**Directions**
(1) Rewrite the Japanese culture essay from "Hanami literally translates" to "heavy drinking party.", changing "picnic" to "barbecue".
(2) Continue the essay on Japanese culture from its last sentence.
--- START OF Excerpt ---
What is Japanese culture?

Where do I even start on this broad topic? How would you start describing your own culture?

I suppose that anything Japan related has something to do with their culture. There are so many facets to any culture. I have chosen a few to talk about which describe my daily life. These probably will not even scratch the surface of describing the entire culture of the Japanese, but I hope that it will pose a little bit of an insight. Karaoke, hanami, Shinto shrines, and sushi are my topics for discussion in this post.

Karaoke is something that I feel many westerners would find to be somewhat more popular in eastern countries. They are probably right. I have found that Karaoke is easily found pretty much wherever you might find yourself in Japan, Korea, and China. Each country I have been to has a little bit of a different version of it. Here in Japan it is a very common place to let loose some stress and have fun for any occasion, usually following a full night of drinking at a nearby all-you-can-drink bar. These places are literally in every city I have visited so far within walking distance of wherever I might have been. Some places are belong to a chain such as “Jankara” or “Big Echo” but there are many local places too. Some of these places are full out relaxation places and have things like billiards, table tennis, or even massage chairs to read manga as well as karaoke on the side. They usually have all-you-can-drink packages to keep the party going throughout the night!

Hanami literally translates to “flower viewing”. It’s an activity that takes places during the spring season around the beginning to middle of April. Sakura, the special flowers, bloom around this time of year and last only for about a week or two until the second or third heavy rain after blooming. It’s an enormously popular event in Japan during these two weeks to visit a local shrine while the sakura are in full bloom. The shrines are generally very crowded during this time, full of groups coming to see the beautiful flowers and enjoy a picnic beneath them or a heavy drinking party.

Sushi, an example of Japanese culture that people all around the world associate with Japan. Here in Japan I can say that it is pretty common to see sushi places, but maybe not as common as one might think. The sushi places that are popular in Japan usually have a rotating belt that circles around allowing about 6 tables access to the sushi. The kitchen will also make orders specifically but generally the patrons will just select pre-made sushi from the conveyor belt as it circles past. The sushi in Japan is a lot different than what we have in the U.S.. In the U.S. we have many rolls labeled as things like “spider roll” or “California roll” whereas in Japan they have just one piece of meat on top of a little ball of rice. The reason why I say meat is because they don’t just put fish on top of the rice, the interesting thing that I have found is that they have things I would not have thought of on top of the rice. Some of the interesting sushi that I have seen include things like horse (yes, real horse meat on top of a rice ball!), eggplant, turtle, and even corn to name a few.
--- END OF Excerpt ---
--- START OF Data provided ---
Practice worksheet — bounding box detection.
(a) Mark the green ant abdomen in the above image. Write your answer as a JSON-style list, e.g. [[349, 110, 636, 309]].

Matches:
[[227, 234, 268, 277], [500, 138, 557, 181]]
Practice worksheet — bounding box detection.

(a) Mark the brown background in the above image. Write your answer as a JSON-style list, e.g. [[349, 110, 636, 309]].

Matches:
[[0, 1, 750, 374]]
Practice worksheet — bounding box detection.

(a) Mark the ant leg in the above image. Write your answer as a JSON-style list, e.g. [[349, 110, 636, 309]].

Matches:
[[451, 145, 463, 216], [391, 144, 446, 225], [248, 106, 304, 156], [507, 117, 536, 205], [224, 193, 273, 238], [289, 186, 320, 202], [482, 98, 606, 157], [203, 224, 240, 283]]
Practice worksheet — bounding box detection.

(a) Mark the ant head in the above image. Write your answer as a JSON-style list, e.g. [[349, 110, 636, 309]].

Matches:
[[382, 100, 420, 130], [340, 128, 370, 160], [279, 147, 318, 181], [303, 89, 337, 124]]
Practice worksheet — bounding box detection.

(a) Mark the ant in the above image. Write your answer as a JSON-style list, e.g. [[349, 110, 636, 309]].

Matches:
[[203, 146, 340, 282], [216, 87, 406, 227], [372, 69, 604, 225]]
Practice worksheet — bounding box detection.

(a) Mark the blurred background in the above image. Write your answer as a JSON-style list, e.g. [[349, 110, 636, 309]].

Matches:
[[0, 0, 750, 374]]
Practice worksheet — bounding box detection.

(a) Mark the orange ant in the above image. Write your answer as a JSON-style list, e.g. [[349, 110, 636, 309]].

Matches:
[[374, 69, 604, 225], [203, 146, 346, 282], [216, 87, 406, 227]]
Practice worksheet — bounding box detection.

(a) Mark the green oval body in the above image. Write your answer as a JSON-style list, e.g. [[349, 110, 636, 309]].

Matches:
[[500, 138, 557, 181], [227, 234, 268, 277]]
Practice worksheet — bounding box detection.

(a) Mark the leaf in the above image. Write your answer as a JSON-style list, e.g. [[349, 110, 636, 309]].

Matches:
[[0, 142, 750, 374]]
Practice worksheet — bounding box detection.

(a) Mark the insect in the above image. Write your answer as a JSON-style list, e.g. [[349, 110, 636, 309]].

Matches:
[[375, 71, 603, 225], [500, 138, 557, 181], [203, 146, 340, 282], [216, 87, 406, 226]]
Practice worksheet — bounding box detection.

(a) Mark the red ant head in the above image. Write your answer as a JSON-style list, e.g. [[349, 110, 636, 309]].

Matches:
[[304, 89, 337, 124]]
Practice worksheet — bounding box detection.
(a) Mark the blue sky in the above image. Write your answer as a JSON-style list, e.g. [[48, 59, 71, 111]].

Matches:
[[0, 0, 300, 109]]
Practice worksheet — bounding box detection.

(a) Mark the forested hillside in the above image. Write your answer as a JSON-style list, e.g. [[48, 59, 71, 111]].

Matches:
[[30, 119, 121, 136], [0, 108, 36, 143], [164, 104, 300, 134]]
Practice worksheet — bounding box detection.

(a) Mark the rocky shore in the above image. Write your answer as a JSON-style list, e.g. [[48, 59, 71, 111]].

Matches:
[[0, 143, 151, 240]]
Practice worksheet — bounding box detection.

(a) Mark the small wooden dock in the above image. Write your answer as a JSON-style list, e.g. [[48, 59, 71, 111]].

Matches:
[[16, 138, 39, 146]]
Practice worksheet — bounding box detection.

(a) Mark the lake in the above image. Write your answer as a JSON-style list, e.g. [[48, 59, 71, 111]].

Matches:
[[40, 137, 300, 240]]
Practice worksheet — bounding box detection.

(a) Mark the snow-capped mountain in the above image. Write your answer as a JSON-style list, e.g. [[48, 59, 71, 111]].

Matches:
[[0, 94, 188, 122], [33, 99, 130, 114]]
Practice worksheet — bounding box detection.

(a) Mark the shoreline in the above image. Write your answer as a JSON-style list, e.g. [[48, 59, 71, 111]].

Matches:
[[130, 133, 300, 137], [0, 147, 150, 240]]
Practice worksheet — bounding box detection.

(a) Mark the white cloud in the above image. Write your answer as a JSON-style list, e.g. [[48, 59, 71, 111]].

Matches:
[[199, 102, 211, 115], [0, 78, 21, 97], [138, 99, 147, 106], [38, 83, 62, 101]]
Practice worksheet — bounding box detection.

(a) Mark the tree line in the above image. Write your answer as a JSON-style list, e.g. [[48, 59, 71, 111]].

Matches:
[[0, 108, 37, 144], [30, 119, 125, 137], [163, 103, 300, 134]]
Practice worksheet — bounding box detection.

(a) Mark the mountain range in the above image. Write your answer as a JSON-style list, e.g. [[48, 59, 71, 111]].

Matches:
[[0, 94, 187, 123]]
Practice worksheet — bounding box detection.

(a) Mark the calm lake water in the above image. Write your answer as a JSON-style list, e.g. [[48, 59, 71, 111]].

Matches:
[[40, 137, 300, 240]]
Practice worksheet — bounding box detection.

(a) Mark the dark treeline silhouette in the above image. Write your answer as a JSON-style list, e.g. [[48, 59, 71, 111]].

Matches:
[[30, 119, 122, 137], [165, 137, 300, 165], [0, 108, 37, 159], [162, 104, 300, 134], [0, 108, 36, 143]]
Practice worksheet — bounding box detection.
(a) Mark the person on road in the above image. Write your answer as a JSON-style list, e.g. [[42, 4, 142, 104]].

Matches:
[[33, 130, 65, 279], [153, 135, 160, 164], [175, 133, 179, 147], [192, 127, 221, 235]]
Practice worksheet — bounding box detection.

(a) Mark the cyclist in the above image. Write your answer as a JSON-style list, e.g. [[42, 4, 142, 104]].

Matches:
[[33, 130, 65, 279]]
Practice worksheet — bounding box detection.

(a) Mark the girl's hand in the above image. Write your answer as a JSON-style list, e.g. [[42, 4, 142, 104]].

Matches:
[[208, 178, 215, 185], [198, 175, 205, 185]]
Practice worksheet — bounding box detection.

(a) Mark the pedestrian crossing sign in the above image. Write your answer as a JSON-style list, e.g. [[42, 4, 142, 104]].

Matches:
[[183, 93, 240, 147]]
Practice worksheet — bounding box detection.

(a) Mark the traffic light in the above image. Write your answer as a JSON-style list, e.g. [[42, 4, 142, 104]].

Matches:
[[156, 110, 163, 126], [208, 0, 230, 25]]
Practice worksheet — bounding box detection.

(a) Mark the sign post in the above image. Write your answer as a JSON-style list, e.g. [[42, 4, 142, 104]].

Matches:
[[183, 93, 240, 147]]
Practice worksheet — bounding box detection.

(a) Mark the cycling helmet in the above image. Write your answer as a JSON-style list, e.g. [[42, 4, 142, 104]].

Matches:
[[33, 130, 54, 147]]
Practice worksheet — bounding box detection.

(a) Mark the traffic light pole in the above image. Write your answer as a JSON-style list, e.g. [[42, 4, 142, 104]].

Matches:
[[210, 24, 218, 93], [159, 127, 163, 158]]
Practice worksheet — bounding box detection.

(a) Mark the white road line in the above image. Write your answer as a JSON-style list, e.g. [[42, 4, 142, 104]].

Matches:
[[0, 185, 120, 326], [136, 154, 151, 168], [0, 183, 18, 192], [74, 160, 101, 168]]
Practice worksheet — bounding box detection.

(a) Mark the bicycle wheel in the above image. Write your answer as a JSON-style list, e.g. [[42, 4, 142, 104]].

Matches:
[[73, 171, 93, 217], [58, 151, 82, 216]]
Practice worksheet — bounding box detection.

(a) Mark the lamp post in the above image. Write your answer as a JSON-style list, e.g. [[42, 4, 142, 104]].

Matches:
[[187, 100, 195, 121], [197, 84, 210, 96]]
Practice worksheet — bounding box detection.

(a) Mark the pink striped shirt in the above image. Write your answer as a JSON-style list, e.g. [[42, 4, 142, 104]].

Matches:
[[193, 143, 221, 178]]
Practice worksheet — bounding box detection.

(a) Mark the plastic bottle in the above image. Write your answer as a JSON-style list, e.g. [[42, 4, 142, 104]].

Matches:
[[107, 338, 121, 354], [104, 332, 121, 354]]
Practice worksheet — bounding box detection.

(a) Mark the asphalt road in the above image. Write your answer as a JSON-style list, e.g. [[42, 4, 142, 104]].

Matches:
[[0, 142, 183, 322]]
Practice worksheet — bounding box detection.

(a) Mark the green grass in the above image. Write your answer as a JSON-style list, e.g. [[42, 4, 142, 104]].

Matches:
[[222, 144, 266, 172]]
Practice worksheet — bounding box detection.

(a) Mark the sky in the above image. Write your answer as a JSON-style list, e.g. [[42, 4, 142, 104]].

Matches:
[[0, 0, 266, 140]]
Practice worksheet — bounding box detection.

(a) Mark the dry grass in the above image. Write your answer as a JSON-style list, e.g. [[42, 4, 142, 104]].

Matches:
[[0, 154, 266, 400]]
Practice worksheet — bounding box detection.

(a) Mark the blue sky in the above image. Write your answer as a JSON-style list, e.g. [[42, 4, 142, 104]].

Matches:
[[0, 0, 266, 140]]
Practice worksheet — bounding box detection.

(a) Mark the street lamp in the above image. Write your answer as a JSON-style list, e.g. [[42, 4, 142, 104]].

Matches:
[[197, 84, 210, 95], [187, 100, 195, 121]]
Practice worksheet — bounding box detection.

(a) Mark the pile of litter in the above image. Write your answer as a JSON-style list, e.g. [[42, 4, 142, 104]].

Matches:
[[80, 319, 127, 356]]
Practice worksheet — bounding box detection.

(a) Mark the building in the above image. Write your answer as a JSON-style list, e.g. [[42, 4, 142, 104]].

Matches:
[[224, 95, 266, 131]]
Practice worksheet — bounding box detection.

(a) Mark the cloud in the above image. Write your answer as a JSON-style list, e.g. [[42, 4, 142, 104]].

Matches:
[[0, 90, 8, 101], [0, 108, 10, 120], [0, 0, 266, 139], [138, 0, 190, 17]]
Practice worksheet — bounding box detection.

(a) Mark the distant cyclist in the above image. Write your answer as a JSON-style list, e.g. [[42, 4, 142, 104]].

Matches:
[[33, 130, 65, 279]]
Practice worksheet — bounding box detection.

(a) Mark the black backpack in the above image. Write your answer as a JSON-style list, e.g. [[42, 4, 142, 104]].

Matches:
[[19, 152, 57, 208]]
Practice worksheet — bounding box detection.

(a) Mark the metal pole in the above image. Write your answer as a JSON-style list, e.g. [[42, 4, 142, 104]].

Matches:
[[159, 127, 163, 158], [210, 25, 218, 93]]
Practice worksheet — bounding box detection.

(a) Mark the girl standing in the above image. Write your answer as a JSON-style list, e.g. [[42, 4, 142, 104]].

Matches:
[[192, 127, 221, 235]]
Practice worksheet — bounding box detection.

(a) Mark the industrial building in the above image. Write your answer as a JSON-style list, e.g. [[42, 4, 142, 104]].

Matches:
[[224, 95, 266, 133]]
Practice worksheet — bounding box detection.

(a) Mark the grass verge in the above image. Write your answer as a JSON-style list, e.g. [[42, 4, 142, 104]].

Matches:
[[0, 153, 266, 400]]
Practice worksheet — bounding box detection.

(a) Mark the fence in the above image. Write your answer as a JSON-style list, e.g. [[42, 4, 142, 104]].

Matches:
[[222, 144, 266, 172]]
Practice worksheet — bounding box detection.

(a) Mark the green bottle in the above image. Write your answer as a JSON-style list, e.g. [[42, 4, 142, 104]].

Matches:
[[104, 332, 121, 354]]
--- END OF Data provided ---
--- START OF Data provided ---
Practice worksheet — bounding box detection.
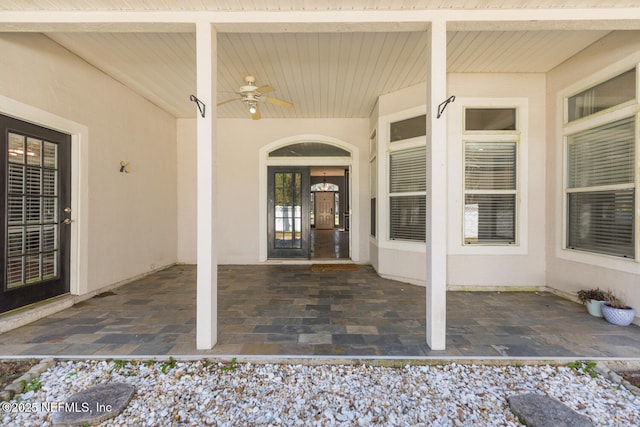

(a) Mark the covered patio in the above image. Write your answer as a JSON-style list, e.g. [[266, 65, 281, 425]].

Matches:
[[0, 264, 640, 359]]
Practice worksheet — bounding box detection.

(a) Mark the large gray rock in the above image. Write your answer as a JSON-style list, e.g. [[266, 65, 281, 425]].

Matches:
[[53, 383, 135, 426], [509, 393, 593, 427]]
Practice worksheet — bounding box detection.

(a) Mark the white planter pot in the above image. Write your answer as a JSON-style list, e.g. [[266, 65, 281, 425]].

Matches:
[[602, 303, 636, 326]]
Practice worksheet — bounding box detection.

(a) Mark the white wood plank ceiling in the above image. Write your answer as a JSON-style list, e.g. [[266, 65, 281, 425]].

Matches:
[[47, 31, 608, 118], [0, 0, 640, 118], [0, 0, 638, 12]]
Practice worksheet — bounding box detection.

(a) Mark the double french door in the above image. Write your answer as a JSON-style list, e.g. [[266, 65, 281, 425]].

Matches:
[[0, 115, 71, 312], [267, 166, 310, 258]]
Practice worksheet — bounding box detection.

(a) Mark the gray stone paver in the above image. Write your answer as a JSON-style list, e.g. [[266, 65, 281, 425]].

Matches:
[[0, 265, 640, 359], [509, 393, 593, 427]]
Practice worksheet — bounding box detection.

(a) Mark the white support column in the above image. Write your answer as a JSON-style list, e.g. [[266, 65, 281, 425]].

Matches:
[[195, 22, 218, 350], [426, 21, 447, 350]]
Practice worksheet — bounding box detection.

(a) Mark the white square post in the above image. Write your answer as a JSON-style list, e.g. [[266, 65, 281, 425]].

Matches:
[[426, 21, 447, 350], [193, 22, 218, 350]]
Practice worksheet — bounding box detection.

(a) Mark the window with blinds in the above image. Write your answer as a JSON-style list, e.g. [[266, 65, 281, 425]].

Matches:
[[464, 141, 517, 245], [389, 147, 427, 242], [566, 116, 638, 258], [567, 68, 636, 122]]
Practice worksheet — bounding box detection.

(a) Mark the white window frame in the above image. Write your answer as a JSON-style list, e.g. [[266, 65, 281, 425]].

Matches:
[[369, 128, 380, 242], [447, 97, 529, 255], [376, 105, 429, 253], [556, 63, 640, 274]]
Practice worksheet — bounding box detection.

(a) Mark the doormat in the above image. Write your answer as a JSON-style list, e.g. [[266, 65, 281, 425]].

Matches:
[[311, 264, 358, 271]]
--- END OF Data provided ---
**Responses**
(1)
Hanami literally translates to “flower viewing”. It’s an activity that takes places during the spring season around the beginning to middle of April. Sakura, the special flowers, bloom around this time of year and last only for about a week or two until the second or third heavy rain after blooming. It’s an enormously popular event in Japan during these two weeks to visit a local shrine while the sakura are in full bloom. The shrines are generally very crowded during this time, full of groups coming to see the beautiful flowers and enjoy a barbecue beneath them or a heavy drinking party.

(2)
I could probably write for years on this topic, but alas, I will end it here and start another post later on. I hope that these minuscule facets help to gain even a little bit of insight into the culture of Japan.

What do Japanese people do?

After living in Japan for as long as I have now, I developed a lot of insight as to what Japanese people actually do during their daily lives. In many ways they live a life similar to the way I have been living while I was in the U.S.. They go to school. They live in apartments or live with their family while they are in college. They have part-time jobs to support their apartment, extracurricular activities, and/or school. I feel that its the little differences though that make them stand apart from a western-esque lifestyle.

The sex trade, as I’ve noticed, is enormous in Japan. There are different levels to this trade that many Japanese people take part in at least once, but usually way more, during their lives. They definitely see it everywhere as well. At the lowest level, in my opinion, are the maid cafes and butler bars. These may seem very different to what pretty much every other country has if not unique to Japan only. In the maid cafes for example, a patron would enter the cafe and be immediately greeted by extremely cute Japanese girls dressed in maid outfits who welcome the customer with greetings including the word “master”, as if to say the person is going to be in charge of the whole experience. The person is shown to a seat and the maid will tend to their every need over the course of their stay. The maid will also never leave the customers side and will always call them “master”. Butler bars are similar except that the servers are men. At both of these places, it is generally assumed that the patron will not really be carrying on much of a conversation with the maids/butlers. I have been told that the general rule of thumb is that it is 500 yen (~7 USD) for anything at the cafe, whether it be drinks, dessert, or even a picture with the maid/butler. By the end of the endeavor, the customer has rung up around 2000 yen (~25 USD) for coffee, cake, and a picture alone.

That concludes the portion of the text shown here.